▸ **INSTRUÇÕES DO EXERCÍCIO**
Transcreva, por favor, o trecho do texto sobre os médicos no SNS entre "A boa capacidade" e "de grande responsabilidade.", inclusive, sem alterar nada.

▸ **TEXTO FORNECIDO**
◇ ◇ ◇ ◇ ◇

A dedicação, a entrega, o amor à prática da boa Medicina e até mesmo a resiliência, não são características que se relacionem diretamente com o sítio onde se exerce, mas sim com quem exerce. Está em cada um de nós um espírito de missão integrado num Sistema de Saúde global em que o SNS é o pilar fundamental.
A boa capacidade de gerir Recursos Humanos devia ser uma qualidade universal no século XXI. É muito difícil acreditar que exista quem não pratica a empatia, sobretudo quando exerce cargos de grande responsabilidade.
São sucessivos os ataques aos profissionais de saúde no SNS, com se a culpa do que corre mal fosse de quem exerce o seu trabalho com os recursos humanos e físicos de que dispõe – e são escassos e desadequados.
Em Agosto de 2020 o primeiro-ministro referia-se aos médicos como cobardes. Agora, em novembro de 2021, a ministra da Saúde refere-se aos médicos como pouco resilientes. A mesma ministra que disse que “as equipas de saúde estão hoje mais saudáveis do ponto de vista da sua missão social”. Haverá possibilidade de dizer alguma coisa pior?

◇ ◇ ◇ ◇ ◇

▸ **DADOS PARA ANÁLISE**
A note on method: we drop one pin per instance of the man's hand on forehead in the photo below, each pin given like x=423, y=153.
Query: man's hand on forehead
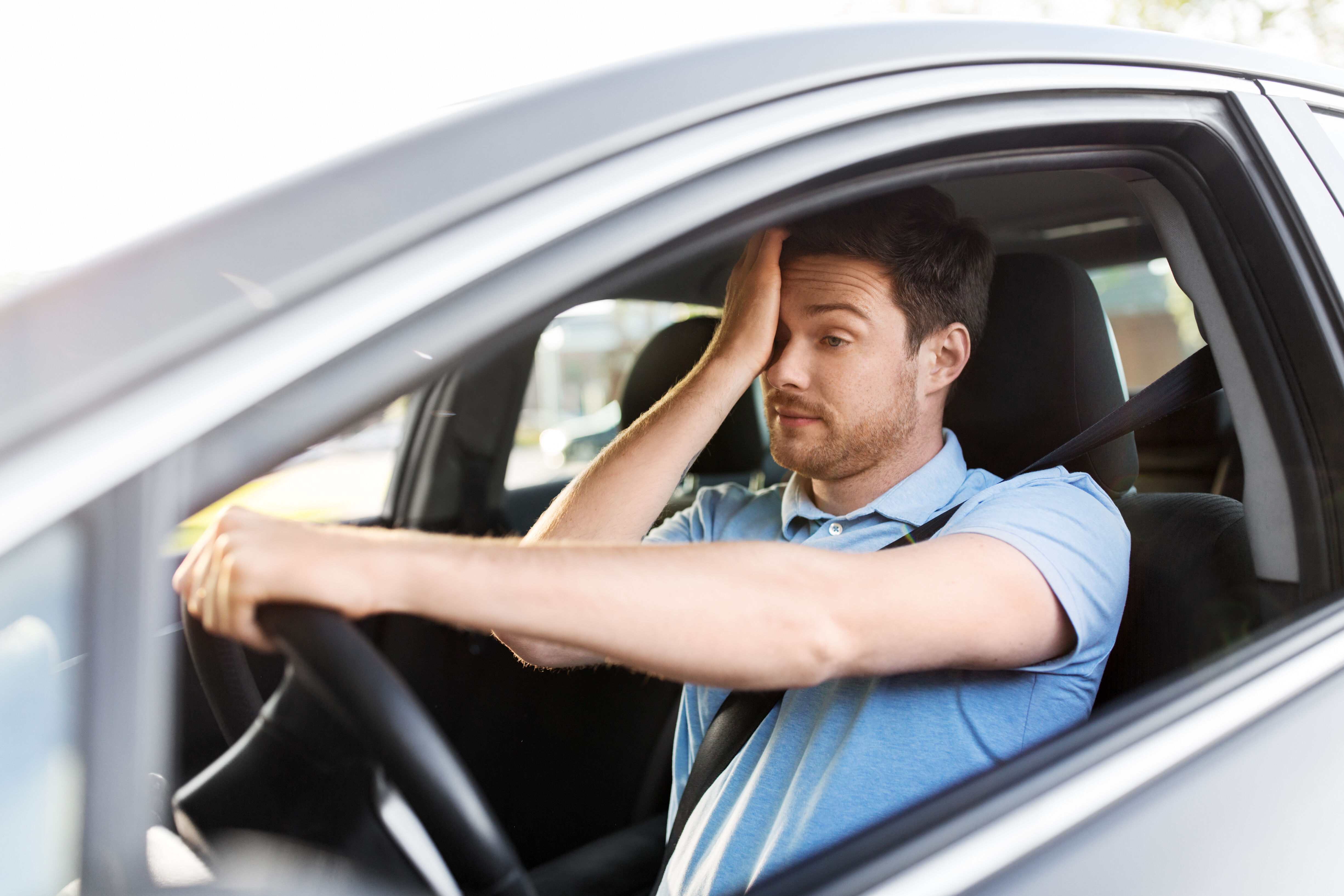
x=752, y=304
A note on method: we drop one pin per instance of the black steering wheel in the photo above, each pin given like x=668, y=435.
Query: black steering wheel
x=332, y=664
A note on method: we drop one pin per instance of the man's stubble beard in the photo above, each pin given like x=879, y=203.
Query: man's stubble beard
x=853, y=449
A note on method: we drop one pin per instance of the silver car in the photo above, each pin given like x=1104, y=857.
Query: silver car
x=474, y=311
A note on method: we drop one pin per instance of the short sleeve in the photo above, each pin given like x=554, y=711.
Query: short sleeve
x=725, y=512
x=1073, y=533
x=678, y=528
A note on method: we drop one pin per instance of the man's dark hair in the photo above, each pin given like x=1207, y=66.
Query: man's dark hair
x=940, y=265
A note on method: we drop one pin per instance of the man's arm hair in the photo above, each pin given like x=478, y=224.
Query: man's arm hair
x=748, y=614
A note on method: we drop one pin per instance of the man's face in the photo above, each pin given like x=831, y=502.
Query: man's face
x=841, y=391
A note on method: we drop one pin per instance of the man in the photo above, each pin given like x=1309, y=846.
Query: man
x=908, y=671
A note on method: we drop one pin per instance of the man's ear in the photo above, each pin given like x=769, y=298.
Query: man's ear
x=944, y=355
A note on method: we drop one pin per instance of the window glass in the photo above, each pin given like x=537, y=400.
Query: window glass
x=341, y=480
x=1334, y=128
x=572, y=408
x=41, y=765
x=1152, y=319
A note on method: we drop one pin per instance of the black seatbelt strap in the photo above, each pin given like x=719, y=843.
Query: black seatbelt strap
x=744, y=711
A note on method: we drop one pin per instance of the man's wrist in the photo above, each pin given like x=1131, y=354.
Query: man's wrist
x=722, y=373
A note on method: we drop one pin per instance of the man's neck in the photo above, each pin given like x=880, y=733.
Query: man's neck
x=845, y=496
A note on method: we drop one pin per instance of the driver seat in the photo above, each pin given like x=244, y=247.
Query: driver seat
x=1042, y=374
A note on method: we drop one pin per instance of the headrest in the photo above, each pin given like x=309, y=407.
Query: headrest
x=741, y=444
x=1042, y=374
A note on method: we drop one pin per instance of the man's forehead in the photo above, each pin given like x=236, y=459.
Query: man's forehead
x=858, y=280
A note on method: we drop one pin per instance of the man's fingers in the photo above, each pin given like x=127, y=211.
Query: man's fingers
x=183, y=580
x=222, y=586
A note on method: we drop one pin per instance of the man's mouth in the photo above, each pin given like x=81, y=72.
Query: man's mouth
x=795, y=420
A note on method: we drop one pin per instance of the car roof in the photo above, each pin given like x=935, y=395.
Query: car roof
x=75, y=342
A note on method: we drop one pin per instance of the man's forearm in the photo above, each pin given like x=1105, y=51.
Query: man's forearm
x=620, y=495
x=748, y=614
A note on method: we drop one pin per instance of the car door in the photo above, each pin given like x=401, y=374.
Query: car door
x=319, y=303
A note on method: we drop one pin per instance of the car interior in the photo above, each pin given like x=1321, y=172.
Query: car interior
x=577, y=764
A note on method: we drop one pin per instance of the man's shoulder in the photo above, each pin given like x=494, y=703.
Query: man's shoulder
x=725, y=512
x=1043, y=488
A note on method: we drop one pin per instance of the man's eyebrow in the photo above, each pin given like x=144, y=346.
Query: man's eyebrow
x=838, y=307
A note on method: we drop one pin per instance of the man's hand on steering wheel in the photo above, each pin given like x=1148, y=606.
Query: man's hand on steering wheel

◇ ◇ ◇ ◇ ◇

▸ **RESULTADO ESPERADO**
A boa capacidade de gerir Recursos Humanos devia ser uma qualidade universal no século XXI. É muito difícil acreditar que exista quem não pratica a empatia, sobretudo quando exerce cargos de grande responsabilidade.